**ACTION ITEM**
Return verbatim all lines from the first one in the records to the line with "Task: place a pin on each instance of the red upholstered", both ends kept.

Natural-language object grounding data:

━━━━━━

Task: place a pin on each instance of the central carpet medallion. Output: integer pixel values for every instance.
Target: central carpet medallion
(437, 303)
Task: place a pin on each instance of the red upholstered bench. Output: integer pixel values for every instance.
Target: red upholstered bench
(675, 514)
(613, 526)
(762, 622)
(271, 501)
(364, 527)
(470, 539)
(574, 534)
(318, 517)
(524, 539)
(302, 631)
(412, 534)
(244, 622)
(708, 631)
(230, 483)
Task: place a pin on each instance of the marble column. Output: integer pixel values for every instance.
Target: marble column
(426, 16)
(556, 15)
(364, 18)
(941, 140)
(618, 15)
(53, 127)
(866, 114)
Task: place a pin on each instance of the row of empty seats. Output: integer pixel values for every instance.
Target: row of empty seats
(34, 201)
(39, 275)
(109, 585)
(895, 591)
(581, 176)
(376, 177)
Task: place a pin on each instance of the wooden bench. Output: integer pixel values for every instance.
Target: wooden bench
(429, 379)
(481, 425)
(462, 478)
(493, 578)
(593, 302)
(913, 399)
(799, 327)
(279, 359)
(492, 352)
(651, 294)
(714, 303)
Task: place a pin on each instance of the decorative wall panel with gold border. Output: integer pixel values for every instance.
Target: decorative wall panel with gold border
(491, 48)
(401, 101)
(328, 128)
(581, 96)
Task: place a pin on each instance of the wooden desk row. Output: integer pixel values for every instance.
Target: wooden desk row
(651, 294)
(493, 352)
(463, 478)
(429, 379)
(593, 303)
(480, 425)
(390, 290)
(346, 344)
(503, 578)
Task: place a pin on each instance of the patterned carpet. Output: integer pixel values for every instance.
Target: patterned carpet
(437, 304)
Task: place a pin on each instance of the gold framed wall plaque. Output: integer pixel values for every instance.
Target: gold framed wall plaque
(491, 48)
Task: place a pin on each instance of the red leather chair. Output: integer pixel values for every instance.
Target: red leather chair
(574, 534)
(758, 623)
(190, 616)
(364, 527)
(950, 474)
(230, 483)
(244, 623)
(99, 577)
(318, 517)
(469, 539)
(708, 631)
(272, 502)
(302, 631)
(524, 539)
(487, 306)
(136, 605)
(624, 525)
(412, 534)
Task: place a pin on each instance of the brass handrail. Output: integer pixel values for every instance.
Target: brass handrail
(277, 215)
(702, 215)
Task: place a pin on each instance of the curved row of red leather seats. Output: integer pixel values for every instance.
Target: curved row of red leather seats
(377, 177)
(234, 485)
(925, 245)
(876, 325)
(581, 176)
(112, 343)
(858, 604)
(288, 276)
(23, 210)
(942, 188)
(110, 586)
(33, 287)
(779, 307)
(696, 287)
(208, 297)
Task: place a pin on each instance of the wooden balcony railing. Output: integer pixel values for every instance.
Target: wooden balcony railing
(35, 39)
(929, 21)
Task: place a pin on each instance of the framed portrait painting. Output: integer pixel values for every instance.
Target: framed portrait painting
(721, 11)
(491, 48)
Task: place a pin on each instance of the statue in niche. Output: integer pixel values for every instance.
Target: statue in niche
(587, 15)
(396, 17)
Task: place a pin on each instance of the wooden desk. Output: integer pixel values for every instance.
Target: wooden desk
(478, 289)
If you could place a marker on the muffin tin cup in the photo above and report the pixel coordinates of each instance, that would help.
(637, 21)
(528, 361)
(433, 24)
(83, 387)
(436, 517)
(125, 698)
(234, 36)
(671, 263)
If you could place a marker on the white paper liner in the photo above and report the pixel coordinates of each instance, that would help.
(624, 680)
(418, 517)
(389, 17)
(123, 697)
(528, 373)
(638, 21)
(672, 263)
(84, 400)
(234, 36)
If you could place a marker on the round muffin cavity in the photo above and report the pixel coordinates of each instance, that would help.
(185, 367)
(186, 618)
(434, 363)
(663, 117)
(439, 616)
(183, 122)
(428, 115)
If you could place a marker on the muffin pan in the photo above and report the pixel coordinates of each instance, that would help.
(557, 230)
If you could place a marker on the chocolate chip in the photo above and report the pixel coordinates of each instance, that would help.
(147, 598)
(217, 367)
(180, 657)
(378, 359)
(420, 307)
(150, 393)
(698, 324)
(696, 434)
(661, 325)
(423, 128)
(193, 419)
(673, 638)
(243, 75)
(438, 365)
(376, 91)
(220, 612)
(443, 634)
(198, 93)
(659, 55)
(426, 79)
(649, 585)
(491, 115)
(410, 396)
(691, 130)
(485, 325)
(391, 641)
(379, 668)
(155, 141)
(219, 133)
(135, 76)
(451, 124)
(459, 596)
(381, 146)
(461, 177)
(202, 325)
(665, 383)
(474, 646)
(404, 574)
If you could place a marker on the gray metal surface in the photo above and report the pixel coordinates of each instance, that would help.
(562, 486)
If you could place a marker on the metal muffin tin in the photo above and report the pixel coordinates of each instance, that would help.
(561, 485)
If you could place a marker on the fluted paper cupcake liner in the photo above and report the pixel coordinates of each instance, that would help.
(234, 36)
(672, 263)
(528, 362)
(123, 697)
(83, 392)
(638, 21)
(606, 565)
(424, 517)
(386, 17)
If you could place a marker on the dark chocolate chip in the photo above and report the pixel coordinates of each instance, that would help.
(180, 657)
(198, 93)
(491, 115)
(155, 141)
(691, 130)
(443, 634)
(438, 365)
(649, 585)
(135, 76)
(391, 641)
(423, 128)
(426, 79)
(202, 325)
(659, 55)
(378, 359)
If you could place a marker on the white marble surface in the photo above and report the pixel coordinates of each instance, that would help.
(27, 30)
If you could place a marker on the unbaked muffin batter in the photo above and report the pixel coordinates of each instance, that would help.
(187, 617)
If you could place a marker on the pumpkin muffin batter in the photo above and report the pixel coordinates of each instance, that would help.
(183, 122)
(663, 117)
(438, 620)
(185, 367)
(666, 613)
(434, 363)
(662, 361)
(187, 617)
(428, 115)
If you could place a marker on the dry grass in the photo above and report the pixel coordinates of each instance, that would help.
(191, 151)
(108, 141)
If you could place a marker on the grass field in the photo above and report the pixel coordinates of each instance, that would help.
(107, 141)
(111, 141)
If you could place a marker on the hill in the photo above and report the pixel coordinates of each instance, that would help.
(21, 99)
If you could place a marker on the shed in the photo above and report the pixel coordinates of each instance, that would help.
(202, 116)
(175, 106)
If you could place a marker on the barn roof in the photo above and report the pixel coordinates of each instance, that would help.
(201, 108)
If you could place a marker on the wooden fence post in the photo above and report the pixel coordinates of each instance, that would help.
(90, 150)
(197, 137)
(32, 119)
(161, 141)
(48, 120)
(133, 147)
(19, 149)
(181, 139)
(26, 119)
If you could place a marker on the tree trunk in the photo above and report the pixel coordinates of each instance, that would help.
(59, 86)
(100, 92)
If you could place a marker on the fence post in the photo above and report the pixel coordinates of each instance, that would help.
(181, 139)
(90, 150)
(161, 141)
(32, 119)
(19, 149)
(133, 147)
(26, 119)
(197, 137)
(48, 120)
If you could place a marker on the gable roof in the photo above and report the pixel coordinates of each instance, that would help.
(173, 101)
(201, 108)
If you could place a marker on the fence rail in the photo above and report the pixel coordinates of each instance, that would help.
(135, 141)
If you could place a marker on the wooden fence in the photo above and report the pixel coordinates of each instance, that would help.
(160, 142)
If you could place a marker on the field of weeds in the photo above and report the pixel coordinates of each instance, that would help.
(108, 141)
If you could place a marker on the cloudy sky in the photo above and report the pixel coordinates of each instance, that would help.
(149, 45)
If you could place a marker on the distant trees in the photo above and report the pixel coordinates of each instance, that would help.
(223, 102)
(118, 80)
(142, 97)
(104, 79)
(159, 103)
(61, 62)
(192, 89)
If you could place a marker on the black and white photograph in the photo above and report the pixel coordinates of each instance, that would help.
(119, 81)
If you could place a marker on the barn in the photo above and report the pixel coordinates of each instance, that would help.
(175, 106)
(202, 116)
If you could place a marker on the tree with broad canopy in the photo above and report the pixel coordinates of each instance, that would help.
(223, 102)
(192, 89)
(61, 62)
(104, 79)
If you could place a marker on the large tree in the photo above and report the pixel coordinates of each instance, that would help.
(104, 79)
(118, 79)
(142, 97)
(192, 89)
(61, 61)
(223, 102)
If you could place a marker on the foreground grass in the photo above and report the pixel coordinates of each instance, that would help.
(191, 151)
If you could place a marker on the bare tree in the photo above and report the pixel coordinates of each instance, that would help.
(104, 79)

━━━━━━

**WRITTEN SOLUTION**
Task: place a pin on each instance of the central carpet medallion. Output: integer pixel values for every instance.
Target: central carpet medallion
(437, 303)
Task: place a pin on each instance of the red upholstered bench. Output: integer pixel values for every instance.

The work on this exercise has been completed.